In open refine how to merge cells for a particular key value when another column value matches

199 Views Asked by At

This is a typical one to many / many to one data transform. I've gotten things reformatted most of the way but this last step - combining column rows based on matching value in another column is something I'm stuck on.

Schema of current and desired table

In excel I'd use something with VLOOKUP to do this. I can't quite figure out how to do this in OpenRefine even after RTFM.

I've tried various transforms but cannot get it working. When using the rows to columns transform it asks how many columns but it doesn't seem to handle this exact case either

1

There are 1 best solutions below

1
b2m On

I think what makes your transformation "problematic" is, that you have two keys (columns "Key" and "New"). So I would create a temporary double key column to sort and transform the data accordingly.

Transforming using Records and multi-valued cells

One way is to use the records mode of OpenRefine by creating records based on a temporary double key column.

  1. Add new a temporary key column via "Key" => "Join column...". Join the columns "Key" and "New" into a new column named "tmp_key".
  2. Move the column "tmp_key" via "tmp_key" => "Edit column" => "Move column to beginning" to the beginning.
  3. Sort by column "tmp_key" and make the sort permanent (just to make sure).
  4. Blank down the column "tmp_key" via "tmp_key" => "Edit cells" => "Blank down".
  5. Check whether there are empty cells in column "Old". If this is the case fill them with a temporary placeholder like "EMPTY".
  6. Join the values in column "Old" via "Old" => Edit cells" => Join multi-valued cells...".
  7. Delete rows with empty cells in column "Old".
  8. Remove "EMPTY" placeholder and temporary key column.

Transforming using cross

You could use the cross function to look up other cells. But you still need a unique key.

  1. Add new a temporary key column via "Key" => "Join column...". Join the columns "Key" and "New" into a new column named "tmp_key".
  2. Transform the column "Old" via "Old" => "Edit cells" => "Transform..." and the following GREL expression:
cross(cells["tmp_key"], "", "tmp_key").cells["Old"].value.join(", ")
  1. Remove duplicated rows e.g. by the strategy used above (move column "tmp_key" to the beginning, sort by column "tmp_key", blank down on "tmp_key", blank down on column "Old", filter on empty cells in "Old", delete filtered rows. Remember to check for empty rows beforehand.

YOUR OBJECTIVE
Could you quote the OpenRefine thread word for word, starting at "One way is to" and ending at "to make sure)."?

Stored entries
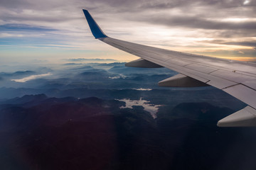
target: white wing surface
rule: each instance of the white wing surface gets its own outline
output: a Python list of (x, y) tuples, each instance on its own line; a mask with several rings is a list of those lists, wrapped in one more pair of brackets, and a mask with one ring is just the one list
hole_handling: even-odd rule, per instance
[(126, 66), (164, 67), (180, 74), (159, 83), (164, 86), (213, 86), (248, 106), (220, 120), (218, 126), (256, 126), (256, 64), (167, 50), (107, 36), (87, 10), (83, 12), (96, 39), (141, 57)]

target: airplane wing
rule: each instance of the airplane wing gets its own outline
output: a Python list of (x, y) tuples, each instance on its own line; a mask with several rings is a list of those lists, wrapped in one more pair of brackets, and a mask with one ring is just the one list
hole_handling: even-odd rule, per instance
[(167, 50), (107, 36), (83, 9), (92, 35), (108, 45), (139, 57), (128, 67), (164, 67), (180, 74), (159, 82), (162, 86), (213, 86), (248, 106), (219, 120), (220, 127), (256, 126), (256, 64)]

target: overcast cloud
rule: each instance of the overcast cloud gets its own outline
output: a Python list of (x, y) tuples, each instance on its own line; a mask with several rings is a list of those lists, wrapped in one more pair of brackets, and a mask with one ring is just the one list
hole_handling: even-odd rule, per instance
[[(255, 0), (0, 0), (0, 4), (1, 57), (9, 57), (14, 47), (16, 51), (72, 49), (71, 57), (78, 58), (124, 55), (94, 40), (82, 8), (88, 9), (114, 38), (204, 55), (210, 51), (210, 55), (255, 57)], [(62, 52), (60, 56), (70, 57)]]

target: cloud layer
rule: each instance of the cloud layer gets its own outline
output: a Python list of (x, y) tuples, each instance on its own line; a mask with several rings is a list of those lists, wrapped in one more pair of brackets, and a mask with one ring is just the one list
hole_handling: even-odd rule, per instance
[[(112, 51), (92, 38), (82, 12), (87, 8), (114, 38), (204, 55), (254, 57), (256, 54), (255, 1), (1, 1), (0, 50), (6, 53), (10, 45), (73, 50), (77, 57), (95, 57), (91, 50)], [(62, 56), (70, 58), (64, 52)]]

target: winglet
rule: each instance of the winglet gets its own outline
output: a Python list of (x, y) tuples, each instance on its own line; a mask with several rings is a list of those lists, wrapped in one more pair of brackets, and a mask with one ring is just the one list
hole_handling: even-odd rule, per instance
[(85, 18), (88, 22), (90, 28), (91, 29), (93, 36), (95, 36), (95, 38), (107, 37), (100, 29), (95, 21), (92, 18), (88, 11), (87, 11), (86, 9), (82, 9), (82, 11), (85, 13)]

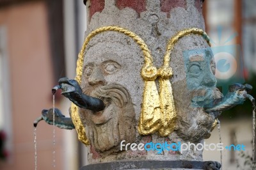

REPLY
One way is to use the records mode of OpenRefine by creating records based on a temporary double key column.

  1. Add new a temporary key column via "Key" => "Join column...". Join the columns "Key" and "New" into a new column named "tmp_key".
  2. Move the column "tmp_key" via "tmp_key" => "Edit column" => "Move column to beginning" to the beginning.
  3. Sort by column "tmp_key" and make the sort permanent (just to make sure).